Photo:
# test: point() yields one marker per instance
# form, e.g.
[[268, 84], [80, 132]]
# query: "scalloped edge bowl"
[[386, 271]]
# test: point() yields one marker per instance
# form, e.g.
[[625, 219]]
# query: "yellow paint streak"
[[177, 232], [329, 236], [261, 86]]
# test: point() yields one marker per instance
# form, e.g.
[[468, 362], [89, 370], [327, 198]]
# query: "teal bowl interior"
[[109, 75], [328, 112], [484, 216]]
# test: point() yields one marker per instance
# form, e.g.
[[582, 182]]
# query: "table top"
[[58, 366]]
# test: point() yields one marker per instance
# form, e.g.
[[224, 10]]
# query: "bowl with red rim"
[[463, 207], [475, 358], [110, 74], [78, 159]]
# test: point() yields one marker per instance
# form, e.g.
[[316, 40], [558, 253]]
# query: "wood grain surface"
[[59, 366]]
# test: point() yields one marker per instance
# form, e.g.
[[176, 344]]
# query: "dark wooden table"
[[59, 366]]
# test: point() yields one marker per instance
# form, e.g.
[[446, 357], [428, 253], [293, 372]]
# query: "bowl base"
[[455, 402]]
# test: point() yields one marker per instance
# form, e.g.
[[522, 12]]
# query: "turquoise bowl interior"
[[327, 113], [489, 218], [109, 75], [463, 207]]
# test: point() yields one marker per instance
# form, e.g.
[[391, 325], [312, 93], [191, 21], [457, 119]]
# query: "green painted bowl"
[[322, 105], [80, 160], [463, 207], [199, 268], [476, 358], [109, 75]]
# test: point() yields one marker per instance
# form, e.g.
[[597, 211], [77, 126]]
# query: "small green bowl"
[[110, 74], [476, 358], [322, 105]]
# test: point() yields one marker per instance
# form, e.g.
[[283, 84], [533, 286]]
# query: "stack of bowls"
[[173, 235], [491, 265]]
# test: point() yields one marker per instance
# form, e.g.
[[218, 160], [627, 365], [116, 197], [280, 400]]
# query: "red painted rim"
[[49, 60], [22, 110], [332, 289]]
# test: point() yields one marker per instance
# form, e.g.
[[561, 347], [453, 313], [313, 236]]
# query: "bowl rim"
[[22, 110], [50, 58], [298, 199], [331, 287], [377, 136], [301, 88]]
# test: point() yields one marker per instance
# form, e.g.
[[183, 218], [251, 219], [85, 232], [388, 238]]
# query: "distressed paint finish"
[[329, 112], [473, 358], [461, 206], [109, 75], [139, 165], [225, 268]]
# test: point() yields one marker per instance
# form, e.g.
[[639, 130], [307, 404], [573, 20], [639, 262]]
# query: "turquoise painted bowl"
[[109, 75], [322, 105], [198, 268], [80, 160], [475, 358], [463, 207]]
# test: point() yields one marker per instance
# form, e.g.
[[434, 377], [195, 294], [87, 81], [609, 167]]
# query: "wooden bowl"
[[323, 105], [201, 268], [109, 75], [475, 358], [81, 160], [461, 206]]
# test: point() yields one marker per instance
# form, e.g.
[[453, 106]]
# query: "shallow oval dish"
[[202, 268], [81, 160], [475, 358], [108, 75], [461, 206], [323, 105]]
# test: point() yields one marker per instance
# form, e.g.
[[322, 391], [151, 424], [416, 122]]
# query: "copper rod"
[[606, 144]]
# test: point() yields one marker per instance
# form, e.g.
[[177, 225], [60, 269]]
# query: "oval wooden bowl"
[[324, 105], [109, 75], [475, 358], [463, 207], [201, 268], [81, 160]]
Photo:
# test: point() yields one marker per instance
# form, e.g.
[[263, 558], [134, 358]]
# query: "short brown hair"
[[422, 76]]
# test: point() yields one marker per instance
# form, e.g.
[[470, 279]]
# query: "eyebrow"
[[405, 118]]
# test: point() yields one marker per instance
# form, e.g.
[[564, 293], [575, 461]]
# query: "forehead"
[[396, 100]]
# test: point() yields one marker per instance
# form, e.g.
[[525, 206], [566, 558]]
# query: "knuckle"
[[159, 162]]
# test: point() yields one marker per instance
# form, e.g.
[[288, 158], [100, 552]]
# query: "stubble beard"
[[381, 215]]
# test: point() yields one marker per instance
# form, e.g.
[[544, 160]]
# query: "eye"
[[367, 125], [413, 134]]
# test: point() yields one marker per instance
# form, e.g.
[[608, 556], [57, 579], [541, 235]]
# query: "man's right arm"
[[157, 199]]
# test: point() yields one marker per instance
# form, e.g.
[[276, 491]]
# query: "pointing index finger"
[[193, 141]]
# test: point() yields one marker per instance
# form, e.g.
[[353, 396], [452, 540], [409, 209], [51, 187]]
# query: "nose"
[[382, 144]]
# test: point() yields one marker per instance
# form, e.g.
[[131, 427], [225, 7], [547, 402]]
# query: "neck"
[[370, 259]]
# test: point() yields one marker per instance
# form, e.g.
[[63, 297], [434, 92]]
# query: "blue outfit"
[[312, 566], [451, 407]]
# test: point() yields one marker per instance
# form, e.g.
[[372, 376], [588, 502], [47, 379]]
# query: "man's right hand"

______

Print the whole listing again, exactly.

- Task answer:
Photo:
# test: point() yields one marker per instance
# form, e.g.
[[268, 84], [80, 132]]
# query: "scalloped edge bowl"
[[386, 271]]
# test: point() yields one marker per instance
# form, e.g.
[[625, 219]]
# query: "yellow paint streak"
[[177, 232], [329, 236], [261, 86]]
# test: point() yields one marker per instance
# form, e.g.
[[468, 362], [89, 370], [327, 198]]
# query: "teal bowl interior"
[[109, 75], [328, 112], [484, 216]]
# test: point() yields one marker per instance
# form, e.g.
[[582, 182]]
# query: "table top"
[[58, 366]]
# test: point() yields one marker per instance
# form, e.g.
[[224, 10]]
# query: "bowl with red rim"
[[463, 207], [475, 358], [110, 74], [78, 159]]
# test: point() yields one marker per instance
# form, e.g.
[[316, 40], [558, 253]]
# query: "wood grain surface"
[[59, 366]]
# test: point() yields one marker per instance
# form, e.g.
[[176, 344]]
# query: "dark wooden table"
[[59, 366]]
# test: point() yields one marker per instance
# form, e.g.
[[446, 357], [428, 253], [293, 372]]
# query: "bowl base"
[[455, 402]]
# test: point() yields one marker per instance
# form, e.g.
[[522, 12]]
# query: "turquoise bowl interior"
[[327, 113], [489, 218], [109, 75], [463, 207]]
# test: point() yields one marker per instance
# form, e.g.
[[391, 325], [312, 93], [191, 21], [457, 119]]
# query: "green painted bowl"
[[322, 105], [80, 160], [463, 207], [199, 268], [476, 358], [109, 75]]
# test: point() yields one marker per instance
# form, e.g.
[[597, 211], [77, 126]]
# query: "small green bowl"
[[110, 74], [476, 358], [322, 105]]
# test: point() yields one marker per instance
# form, e.g.
[[283, 84], [533, 286]]
# query: "stack of bowls"
[[173, 235], [491, 265]]
# test: point() yields one marker per instance
# form, e.g.
[[218, 160], [627, 365], [116, 197], [280, 400]]
# query: "red painted rim"
[[49, 60], [22, 110], [332, 289]]
# test: point() yields one marker per instance
# form, e.g.
[[561, 347], [453, 313], [313, 236]]
# query: "bowl rim"
[[22, 110], [50, 58], [298, 199], [331, 287], [377, 136], [301, 88]]
# test: point() yields one marker per instance
# form, e.g.
[[183, 218], [251, 219], [85, 232], [388, 238]]
# query: "distressed paint finish"
[[329, 112], [473, 358], [461, 206], [109, 75], [139, 165], [225, 268]]
# test: point() yields one marker per instance
# form, e.g.
[[639, 130], [307, 404], [573, 20], [639, 262]]
# query: "turquoise painted bowl"
[[109, 75], [322, 105], [198, 268], [80, 160], [475, 358], [463, 207]]
# test: point() yields one marker per instance
# form, e.g.
[[434, 377], [195, 294], [87, 81], [609, 167]]
# query: "wooden bowl"
[[323, 105], [201, 268], [109, 75], [475, 358], [81, 160], [461, 206]]
# test: point() yields one marker per instance
# form, e.g.
[[453, 106]]
# query: "shallow oval dish"
[[202, 268], [81, 160], [475, 358], [108, 75], [461, 206], [323, 105]]
# test: point() yields one marker per instance
# form, e.g.
[[322, 391], [151, 424], [416, 122]]
# query: "copper rod"
[[606, 144]]
# test: point() yields one marker per instance
# form, e.g.
[[177, 225], [60, 269]]
# query: "oval wooden bowl"
[[324, 105], [109, 75], [475, 358], [463, 207], [201, 268], [81, 160]]
Photo:
# test: point() yields one marker per instance
# form, e.g.
[[263, 558], [134, 358]]
# query: "short brown hair"
[[422, 76]]
# test: point() yields one marker per instance
# form, e.g.
[[470, 279]]
# query: "eyebrow"
[[405, 118]]
# test: point() yields one marker per instance
# form, e.g.
[[564, 293], [575, 461]]
# query: "forehead"
[[396, 100]]
# test: point() yields one marker per instance
# form, e.g.
[[525, 206], [566, 558]]
# query: "knuckle"
[[159, 162]]
# test: point() yields one marker per instance
# form, e.g.
[[288, 158], [100, 552]]
# query: "stubble beard"
[[381, 215]]
# test: point() yields one marker per instance
# form, e.g.
[[544, 160]]
# query: "eye"
[[367, 125], [413, 134]]
# test: point() yields one marker per instance
# form, e.g.
[[608, 556], [57, 579], [541, 235]]
# query: "man's right arm"
[[157, 199]]
# test: point() yields one marker per instance
# form, e.g.
[[276, 491]]
# query: "pointing index finger"
[[193, 141]]
# test: point() yields one marker per instance
# form, e.g.
[[353, 396], [452, 540], [409, 209], [51, 187]]
# query: "nose"
[[382, 144]]
# test: point() yields one marker per instance
# form, e.g.
[[131, 427], [225, 7], [547, 402]]
# query: "neck"
[[370, 259]]
# test: point() yields one marker per instance
# form, e.g.
[[63, 297], [434, 92]]
# query: "blue outfit"
[[312, 566], [451, 407]]
# test: point() yields one marker per instance
# form, e.g.
[[372, 376], [588, 502], [47, 379]]
# query: "man's right hand"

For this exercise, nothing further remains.